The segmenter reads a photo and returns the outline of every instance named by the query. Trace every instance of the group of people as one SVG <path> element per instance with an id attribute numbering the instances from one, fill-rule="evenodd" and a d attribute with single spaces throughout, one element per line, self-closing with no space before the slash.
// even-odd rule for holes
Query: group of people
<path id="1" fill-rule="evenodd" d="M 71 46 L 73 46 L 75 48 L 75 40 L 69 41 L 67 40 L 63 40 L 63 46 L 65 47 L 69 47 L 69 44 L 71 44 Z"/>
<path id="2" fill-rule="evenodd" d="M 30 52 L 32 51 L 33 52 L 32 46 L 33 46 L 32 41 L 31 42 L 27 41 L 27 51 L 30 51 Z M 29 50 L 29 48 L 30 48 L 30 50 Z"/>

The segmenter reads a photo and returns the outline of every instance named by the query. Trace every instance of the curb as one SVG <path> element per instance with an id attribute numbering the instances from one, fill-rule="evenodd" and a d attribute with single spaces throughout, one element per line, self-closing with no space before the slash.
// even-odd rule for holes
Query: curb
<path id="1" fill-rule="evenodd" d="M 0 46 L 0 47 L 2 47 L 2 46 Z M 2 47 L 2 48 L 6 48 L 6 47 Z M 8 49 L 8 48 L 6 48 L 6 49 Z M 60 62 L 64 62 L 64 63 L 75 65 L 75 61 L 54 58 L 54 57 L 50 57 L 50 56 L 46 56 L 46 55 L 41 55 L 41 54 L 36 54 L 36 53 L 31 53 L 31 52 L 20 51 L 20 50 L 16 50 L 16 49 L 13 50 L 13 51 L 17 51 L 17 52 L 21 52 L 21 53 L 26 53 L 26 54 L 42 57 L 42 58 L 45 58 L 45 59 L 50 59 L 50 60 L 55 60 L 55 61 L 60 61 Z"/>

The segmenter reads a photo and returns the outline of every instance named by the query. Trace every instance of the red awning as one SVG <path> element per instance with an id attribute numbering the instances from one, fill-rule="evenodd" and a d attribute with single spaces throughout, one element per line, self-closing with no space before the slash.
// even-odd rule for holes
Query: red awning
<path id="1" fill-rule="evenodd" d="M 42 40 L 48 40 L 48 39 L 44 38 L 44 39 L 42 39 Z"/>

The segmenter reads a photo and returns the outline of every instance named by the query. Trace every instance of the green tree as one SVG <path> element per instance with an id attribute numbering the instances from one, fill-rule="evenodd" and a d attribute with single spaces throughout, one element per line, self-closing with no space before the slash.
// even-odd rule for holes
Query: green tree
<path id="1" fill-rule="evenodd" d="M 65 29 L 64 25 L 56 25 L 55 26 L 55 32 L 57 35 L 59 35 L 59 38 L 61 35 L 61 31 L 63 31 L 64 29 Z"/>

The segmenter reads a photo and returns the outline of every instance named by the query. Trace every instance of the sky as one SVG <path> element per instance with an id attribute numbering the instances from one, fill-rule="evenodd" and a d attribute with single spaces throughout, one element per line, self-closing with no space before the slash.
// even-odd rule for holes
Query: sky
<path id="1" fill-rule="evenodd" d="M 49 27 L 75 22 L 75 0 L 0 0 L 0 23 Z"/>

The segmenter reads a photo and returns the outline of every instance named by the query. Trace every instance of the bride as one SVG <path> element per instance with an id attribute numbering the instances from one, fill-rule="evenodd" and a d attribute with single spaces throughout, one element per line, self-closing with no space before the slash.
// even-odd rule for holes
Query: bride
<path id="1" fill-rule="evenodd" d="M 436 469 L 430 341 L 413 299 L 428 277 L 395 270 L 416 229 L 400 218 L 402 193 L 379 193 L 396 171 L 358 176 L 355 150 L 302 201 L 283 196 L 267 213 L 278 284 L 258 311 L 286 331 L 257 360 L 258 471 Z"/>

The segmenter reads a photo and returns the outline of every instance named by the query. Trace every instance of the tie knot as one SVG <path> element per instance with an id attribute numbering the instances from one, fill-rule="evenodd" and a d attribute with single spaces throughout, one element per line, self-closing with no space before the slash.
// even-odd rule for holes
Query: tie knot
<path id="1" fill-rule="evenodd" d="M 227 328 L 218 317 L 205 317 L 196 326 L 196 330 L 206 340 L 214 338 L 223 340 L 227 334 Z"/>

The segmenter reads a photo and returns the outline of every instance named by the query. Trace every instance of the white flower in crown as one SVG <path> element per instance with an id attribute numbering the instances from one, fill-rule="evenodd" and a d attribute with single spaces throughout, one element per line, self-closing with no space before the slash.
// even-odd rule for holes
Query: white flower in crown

---*---

- [THE PROBLEM] Return all of the data exactly as it reads.

- [RESULT OF THIS TASK]
The segmenter reads a photo and returns the outline of every instance named by the query. Trace every instance of the group of people as one SVG <path> element per instance with an id attribute numbering the instances from one, fill-rule="evenodd" and a d attribute with single spaces throughout, one element per line, self-closing with no space before the slash.
// even-odd rule for holes
Query: group of people
<path id="1" fill-rule="evenodd" d="M 71 46 L 73 46 L 75 48 L 75 40 L 69 41 L 67 40 L 63 40 L 63 46 L 65 47 L 69 47 L 69 44 L 71 44 Z"/>
<path id="2" fill-rule="evenodd" d="M 30 52 L 32 51 L 33 52 L 32 46 L 33 46 L 32 41 L 31 42 L 27 41 L 27 51 L 30 51 Z M 29 50 L 29 48 L 30 48 L 30 50 Z"/>

The segmenter reads a photo and returns the outline of every instance named by the query. Trace every instance of the curb as one SVG <path> element per instance with an id attribute numbering the instances from one, fill-rule="evenodd" and a d attribute with single spaces throughout, one element per line, self-closing with no space before the slash.
// even-odd rule for holes
Query: curb
<path id="1" fill-rule="evenodd" d="M 0 46 L 0 47 L 2 47 L 2 46 Z M 2 47 L 2 48 L 6 48 L 6 47 Z M 8 49 L 8 48 L 6 48 L 6 49 Z M 60 62 L 64 62 L 64 63 L 75 65 L 75 61 L 54 58 L 54 57 L 50 57 L 50 56 L 46 56 L 46 55 L 41 55 L 41 54 L 36 54 L 36 53 L 31 53 L 31 52 L 20 51 L 20 50 L 16 50 L 16 49 L 13 50 L 13 51 L 17 51 L 17 52 L 21 52 L 21 53 L 26 53 L 26 54 L 42 57 L 42 58 L 45 58 L 45 59 L 50 59 L 50 60 L 55 60 L 55 61 L 60 61 Z"/>

The segmenter reads a photo and returns the outline of every instance named by the query. Trace every instance of the red awning as one SVG <path> element per instance with an id attribute numbering the instances from one, fill-rule="evenodd" and a d attribute with single spaces throughout, one element per line, self-closing with no space before the slash.
// even-odd rule for holes
Query: red awning
<path id="1" fill-rule="evenodd" d="M 42 40 L 48 40 L 48 39 L 44 38 L 44 39 L 42 39 Z"/>

The segmenter reads a photo and returns the outline of every instance named by the query. Trace every instance of the green tree as one SVG <path> element per instance with an id attribute numbering the instances from one, fill-rule="evenodd" and a d attribute with single spaces throughout, one element per line, self-closing with no space before the slash.
// even-odd rule for holes
Query: green tree
<path id="1" fill-rule="evenodd" d="M 65 29 L 64 25 L 56 25 L 55 26 L 55 32 L 57 35 L 59 35 L 59 38 L 61 35 L 61 31 L 63 31 L 64 29 Z"/>

The segmenter reads a photo and returns the outline of every instance named by the query. Trace every instance of the sky as one SVG <path> element per instance with an id attribute numbering the instances from one, fill-rule="evenodd" and a d attribute with single spaces throughout, one element per line, self-closing with no space before the slash.
// even-odd rule for holes
Query: sky
<path id="1" fill-rule="evenodd" d="M 49 27 L 75 22 L 75 0 L 0 0 L 0 23 Z"/>

The segmenter reads a photo and returns the outline of every instance named by the query. Trace every instance of the bride as one SVG <path> element per instance with an id attribute numbering the instances from one, fill-rule="evenodd" and a d attribute with single spaces throughout, one element per line, self-closing with no space before the slash.
// even-odd rule for holes
Query: bride
<path id="1" fill-rule="evenodd" d="M 436 469 L 430 341 L 413 299 L 428 277 L 395 270 L 416 229 L 400 218 L 402 193 L 379 193 L 396 171 L 358 176 L 355 150 L 302 201 L 283 196 L 267 213 L 278 284 L 258 311 L 286 331 L 257 360 L 258 471 Z"/>

The segmenter reads a photo and returns the outline of every instance named by the query. Trace every instance of the tie knot as one SVG <path> element per instance with an id attribute numbering the instances from one, fill-rule="evenodd" and a d attribute with single spaces throughout, one element per line, self-closing with no space before the slash.
// even-odd rule for holes
Query: tie knot
<path id="1" fill-rule="evenodd" d="M 227 328 L 218 317 L 205 317 L 196 326 L 196 330 L 206 340 L 214 338 L 223 340 L 227 334 Z"/>

The segmenter reads a photo and returns the outline of every instance named by the query. Trace every instance of the white flower in crown as one SVG <path> element per instance with an id attribute numbering the instances from one, fill-rule="evenodd" and a d attribute with single spaces throughout, one element per line, self-closing with no space before the slash.
// even-odd rule for holes
Query: white flower in crown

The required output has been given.